╭─ PAGE EXCERPT
# My Afternoon Company



## Dix (Nov 19, 2011)

Working at the farm/museum


----------



## GAMMA RAY (Nov 19, 2011)

I am gonna wish I was in the middle of that field at about 1:00 pm on Thursday when Mother Gamma arrives.. :smirk:
I will pump her full of wine....she gets better the more alcohol she consumes.. :cheese:


----------



## PapaDave (Nov 19, 2011)

GAMMA RAY said:
			
		

> I am gonna wish I was in the middle of that field at about 1:00 pm on Thursday when Mother Gamma arrives.. :smirk:
> *I will pump her full of wine....she gets better the more alcohol she consumes.*. :cheese:



Well Gamma, just make sure to not run out. Get thee to the liquor store now-eth. Hurry, before she gets here. :cheese: 
Maybe YOU should drink the wine, and she'll get better the more YOU consume. hehehe


----------



## thewoodlands (Nov 19, 2011)

[quote author="Doing The Dixie Eyed Hustle" date="1321747289"]Working at the farm/museum


Cow pies = fishworms, ever get spray with warm cows milk. In the old days when they milked by hand my uncle would get us every so often.


zap


----------



## Dix (Nov 19, 2011)

Zap, I've never milked a cow in my life   

Gamma, you can always come here and be one with the cows. I'll see if I have more pics of 'em  :coolsmile:


----------



## BrotherBart (Nov 19, 2011)

Doing The Dixie Eyed Hustle said:
			
		

> Zap, I've never milked a cow in my life



Wish I could say the same.  :-S Also wish I could say that I have never mucked out a fifty year old cow lot to spread on fields for fertilizer. Can truly say that I have shoveled #### for a living.


----------



## Dix (Nov 19, 2011)

BrotherBart said:
			
		

> Doing The Dixie Eyed Hustle said:
> 
> 
> 
> ...




We need a new shirt. Manure Movers Of America


----------



## BrowningBAR (Nov 20, 2011)

GAMMA RAY said:
			
		

> I am gonna wish I was in the middle of that field at about 1:00 pm on Thursday when Mother Gamma arrives.. :smirk:
> I will pump her full of wine....she gets better the more alcohol she consumes.. :cheese:



Jesus, as soon as my mother gets here I am all of a sudden 14.

"Why are you going outside? It's dark out!"
"Be careful, Browning, the stove is hot!"
"Your going to the gym? Now? Don't hurt yourself."
"Get out of the frig, we're going to eat soon."

And here I thought I was able to get by on day to day activities with out verbal warnings...

Thank god my mother is a light weight when it comes to drinking. One glass of wine and she's out!


----------



## BrotherBart (Nov 20, 2011)

Moms are just Moms Browning. Two years away in a combat zone and a week after I come home I come in at one in the morning to Mom sitting in the living room frantic.

"We were worried about you. We didn't know where you were. Or if something had happened to you."
╰─
╭─ GIVEN MATERIAL
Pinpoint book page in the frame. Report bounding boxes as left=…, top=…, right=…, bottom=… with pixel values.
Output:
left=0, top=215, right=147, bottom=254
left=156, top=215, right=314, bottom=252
╰─
- EXERCISES
1 – Answer these about the "My Afternoon Company" thread:
(a) Where was Dix working?
(b) At about what time on Thursday is Mother Gamma due to arrive?
(c) What slogan does Dix suggest for a new shirt?
2 – Repeat the passage of the "My Afternoon Company" thread starting with "And here I thought" and going on through "and she's out!".
3 – Go on with the "My Afternoon Company" thread from the point where it stops.
Nothing in the listing is used for any task.

- RESPONSES BY TASK
1 –
(a) At the farm/museum.
(b) At about 1:00 pm.
(c) Manure Movers Of America.

2 –
And here I thought I was able to get by on day to day activities with out verbal warnings...

Thank god my mother is a light weight when it comes to drinking. One glass of wine and she's out!

3 –
A Mom thing. I never understood until I got the cat.  :red:


----------



## BrowningBAR (Nov 20, 2011)

BrotherBart said:
			
		

> Moms are just Moms Browning. Two years away in a combat zone and a week after I come home I come in at one in the morning to Mom sitting in the living room frantic.
> 
> "We were worried about you. We didn't know where you were. Or if something had happened to you."
> 
> A Mom thing. I never understood until I got the cat.  :red:




My mother would hound me constantly about the possibilities of getting hurt riding motorcycles and how I "better be wearing a helmet at all times". Every birthday, anniversary, and holiday card I sent to them the next two years included different photos of me riding without a helmet. I would sometimes include accessories like a bottle of whiskey in my left hand to really punch the exaggeration.

"Oh my god he's not wearing a helmet AND he's an alcoholic!"

Oh mom. Don't you realize you're being trolled by your son? :-/


----------



## North of 60 (Nov 20, 2011)

BrotherBart said:
			
		

> Doing The Dixie Eyed Hustle said:
> 
> 
> 
> ...



 Why do I,  not find that hard to believe. :lol:   You stepped in it, so to speak.hey Ralf. %-P 
Your Turn.


----------



## GAMMA RAY (Nov 20, 2011)

BrowningBAR said:
			
		

> Jesus, as soon as my mother gets here I am all of a sudden 14.



I hear ya Browning, I instantly feel about 12 as well as instantly loosing about 100 IQ pts. As she gets out of the car she inspects the yard front to back.  >:-(   
It usually starts with 1. What the hell are you wearing? 2. I hate when you wear your hair like that in that fauxhawk thingy. 3.George did not do a good enough job cleaning up the leaves this year. 4. It is too friggin hot in this place. (POP.....wine bottle gets opened and I get the biggest glass I can find) :coolgrin: Once the second glass is started it instantly gets better.
She never really picks on me about the house since it is always very neat and clean. She always enjoys the food, she likes to eat....a lil too much actually. :red:  
My poor dad is the opposite. He is very easy going like me. God love him for living with that woman.  :smirk: 

I am so going to hell for saying these things... :lol:


----------



## Dix (Nov 20, 2011)

M, I can send my Mom... she's a lot like me. She'll fix it right


----------



## Backwoods Savage (Nov 20, 2011)

BrotherBart said:
			
		

> Doing The Dixie Eyed Hustle said:
> 
> 
> 
> ...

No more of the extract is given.